- Exercise
Answer these questions from the news text on the police inquiry in Northern Ireland:
1. How many people did members of the Belfast-based UVF gang kill between 1991 and 2003?
2. In what year did the PSNI replace the RUC?
3. Whose murder did the inquiry begin by investigating?

- Page text
★ ★ ★ ★ ★
The report comes as nationalist party Sinn Fein prepares for a Jan. 28 conference to decide whether to back a reformed policing and justice system -- a key condition for restoration of a Protestant-Catholic power-sharing assembly.
The three-year inquiry found that Special Branch officers turned a blind eye to the criminal activities of a unit of the outlawed Ulster Volunteer Force (UVF) in order to protect "agents" within its ranks.
Between 1991 and 2003 members of the Belfast-based UVF gang killed 10 people, including a Presbyterian minister and a Roman Catholic taxi driver, and were linked to a catalogue of other crimes including shootings, drug dealing and extortion.
At the same time police officers paid retainers to those suspected of the crimes, "babysat" them in interviews to ensure they did not incriminate themselves and destroyed evidence.
"It would be easy to blame the junior officers' conduct," Ombudsman Nuala O'Loan said in a statement. "However, they could not have operated as they did without the knowledge and support at the highest levels of the Royal Ulster Constabulary (RUC) and the Police Service of Northern Ireland (PSNI)."
The PSNI replaced the RUC in 2001 as part of policing reforms under a 1998 peace deal to end 30 years of bloodshed between majority Protestants who want to retain links with Britain and a Catholic minority in favour of a united Ireland.
The Protestant-dominated force was dogged by allegations of collusion with paramilitaries throughout the conflict, accusations that have been highlighted in several previous reports and that extended to the British security service, MI5.
O'Loan has sent a file to PSNI Chief Constable Hugh Orde naming senior Special Branch officers and their UVF informers but prosecutors have indicated charges will not be brought.
Missing documents had prevented officers being held to account, according to the report which began as an inquiry into the 1997 murder of 22-year-old Protestant Raymond McCord.
PSNI chief Orde, who took up his post in mid-2002, said the report made "shocking, disturbing and uncomfortable reading" and apologised to the families of those affected.
Irish Prime Minister Bertie Ahern said the findings were of "the utmost gravity" and that he would be discussing them further with British counterpart Tony Blair.
A spokesman for Blair said the events were a matter for profound regret "and the prime minister shares that regret".
★ ★ ★ ★ ★
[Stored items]
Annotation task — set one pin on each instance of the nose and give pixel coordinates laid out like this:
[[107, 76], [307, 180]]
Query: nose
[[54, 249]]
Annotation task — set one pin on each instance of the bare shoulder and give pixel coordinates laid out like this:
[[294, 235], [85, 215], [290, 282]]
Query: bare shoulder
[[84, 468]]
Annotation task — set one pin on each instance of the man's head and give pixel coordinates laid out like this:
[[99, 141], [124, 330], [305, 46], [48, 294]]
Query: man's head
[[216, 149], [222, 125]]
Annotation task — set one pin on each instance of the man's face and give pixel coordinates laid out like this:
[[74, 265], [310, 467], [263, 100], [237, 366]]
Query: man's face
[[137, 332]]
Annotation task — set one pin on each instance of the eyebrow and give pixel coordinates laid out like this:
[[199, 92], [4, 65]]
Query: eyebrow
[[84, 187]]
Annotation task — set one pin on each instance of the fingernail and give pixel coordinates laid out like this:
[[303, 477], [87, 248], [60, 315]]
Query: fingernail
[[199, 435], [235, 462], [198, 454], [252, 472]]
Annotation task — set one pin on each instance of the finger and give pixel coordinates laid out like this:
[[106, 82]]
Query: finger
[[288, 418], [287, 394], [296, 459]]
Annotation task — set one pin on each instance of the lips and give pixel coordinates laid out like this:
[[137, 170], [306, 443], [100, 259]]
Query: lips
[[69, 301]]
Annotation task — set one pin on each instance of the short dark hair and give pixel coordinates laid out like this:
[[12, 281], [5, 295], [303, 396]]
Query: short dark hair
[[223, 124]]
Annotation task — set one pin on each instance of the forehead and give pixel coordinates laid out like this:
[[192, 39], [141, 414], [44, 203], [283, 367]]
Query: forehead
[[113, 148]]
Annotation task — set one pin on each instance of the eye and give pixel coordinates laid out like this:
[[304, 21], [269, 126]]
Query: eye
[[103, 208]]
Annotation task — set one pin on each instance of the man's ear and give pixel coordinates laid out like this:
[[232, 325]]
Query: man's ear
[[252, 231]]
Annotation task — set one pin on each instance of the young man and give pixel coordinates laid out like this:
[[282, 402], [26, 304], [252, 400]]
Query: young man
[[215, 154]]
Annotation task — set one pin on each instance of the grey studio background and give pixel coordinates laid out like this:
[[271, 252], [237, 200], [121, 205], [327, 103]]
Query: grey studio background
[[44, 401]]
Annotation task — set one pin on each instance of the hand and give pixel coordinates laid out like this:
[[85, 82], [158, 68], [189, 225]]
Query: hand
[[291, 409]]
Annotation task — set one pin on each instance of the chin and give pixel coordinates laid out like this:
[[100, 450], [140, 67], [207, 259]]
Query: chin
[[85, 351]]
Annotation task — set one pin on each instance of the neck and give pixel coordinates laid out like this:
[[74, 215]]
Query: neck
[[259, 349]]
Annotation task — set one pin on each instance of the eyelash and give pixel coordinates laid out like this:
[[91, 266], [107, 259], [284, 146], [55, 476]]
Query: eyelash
★ ★ ★ ★ ★
- Answer to this exercise
1. 10 people
2. 2001
3. Raymond McCord, a 22-year-old Protestant murdered in 1997